_To be done_
Rename "output" to "result" throughout the listing and leave every other line as it is.

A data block
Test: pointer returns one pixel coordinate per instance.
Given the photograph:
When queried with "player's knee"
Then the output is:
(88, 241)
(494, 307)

_Task answer_
Test: pointer returns one pixel coordinate per instance.
Given the photograph:
When queried with "player's knee"
Then the result is:
(88, 241)
(494, 307)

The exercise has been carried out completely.